- _WORK TO BE COMPLETED_
Copy the lines below, swapping each "Isolate" for "Locate" and leaving every other character unchanged.

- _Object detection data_
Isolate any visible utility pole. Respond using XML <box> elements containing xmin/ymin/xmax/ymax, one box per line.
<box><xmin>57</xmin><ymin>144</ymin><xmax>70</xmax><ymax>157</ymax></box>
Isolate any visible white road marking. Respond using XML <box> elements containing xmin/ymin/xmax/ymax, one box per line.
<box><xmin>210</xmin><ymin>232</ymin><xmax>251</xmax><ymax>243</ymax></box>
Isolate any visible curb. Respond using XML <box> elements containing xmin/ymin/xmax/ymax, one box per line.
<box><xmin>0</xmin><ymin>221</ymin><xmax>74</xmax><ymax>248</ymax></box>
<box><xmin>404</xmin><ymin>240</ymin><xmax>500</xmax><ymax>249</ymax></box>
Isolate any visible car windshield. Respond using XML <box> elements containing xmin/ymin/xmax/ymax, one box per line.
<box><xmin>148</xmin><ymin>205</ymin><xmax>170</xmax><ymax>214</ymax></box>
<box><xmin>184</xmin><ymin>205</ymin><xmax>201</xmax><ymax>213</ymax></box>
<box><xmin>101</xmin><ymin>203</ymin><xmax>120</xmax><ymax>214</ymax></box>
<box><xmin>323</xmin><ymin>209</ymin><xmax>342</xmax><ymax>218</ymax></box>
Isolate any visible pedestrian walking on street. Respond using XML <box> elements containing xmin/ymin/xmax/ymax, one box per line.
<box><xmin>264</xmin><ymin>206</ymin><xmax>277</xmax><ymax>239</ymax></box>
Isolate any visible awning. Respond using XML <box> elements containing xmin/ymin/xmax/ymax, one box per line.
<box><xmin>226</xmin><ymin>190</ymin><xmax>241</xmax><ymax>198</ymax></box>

- _WRITTEN RESPONSE_
Locate any visible utility pole. Respond using XML <box> elements containing xmin/ymin/xmax/ymax, one box per line.
<box><xmin>57</xmin><ymin>144</ymin><xmax>70</xmax><ymax>157</ymax></box>
Locate any visible white road marking. Respond using XML <box> elements containing xmin/ymin/xmax/ymax, one box per line.
<box><xmin>210</xmin><ymin>232</ymin><xmax>251</xmax><ymax>243</ymax></box>
Locate any visible curb. Respond using XML <box> elements containing xmin/ymin/xmax/ymax, one box per line.
<box><xmin>0</xmin><ymin>221</ymin><xmax>74</xmax><ymax>248</ymax></box>
<box><xmin>404</xmin><ymin>240</ymin><xmax>500</xmax><ymax>249</ymax></box>
Locate any visible car windshield. Respond using XML <box> elements containing xmin/ymin/xmax/ymax, one box per line.
<box><xmin>148</xmin><ymin>205</ymin><xmax>170</xmax><ymax>214</ymax></box>
<box><xmin>184</xmin><ymin>205</ymin><xmax>201</xmax><ymax>213</ymax></box>
<box><xmin>101</xmin><ymin>203</ymin><xmax>120</xmax><ymax>214</ymax></box>
<box><xmin>323</xmin><ymin>209</ymin><xmax>342</xmax><ymax>218</ymax></box>
Locate any visible pedestrian walking on street. Respond using XML <box> elements containing xmin/ymin/xmax/ymax, one box per line.
<box><xmin>264</xmin><ymin>206</ymin><xmax>277</xmax><ymax>239</ymax></box>
Locate any visible awning. Respond using XML <box> elements containing xmin/ymin/xmax/ymax, one box per line.
<box><xmin>226</xmin><ymin>190</ymin><xmax>241</xmax><ymax>198</ymax></box>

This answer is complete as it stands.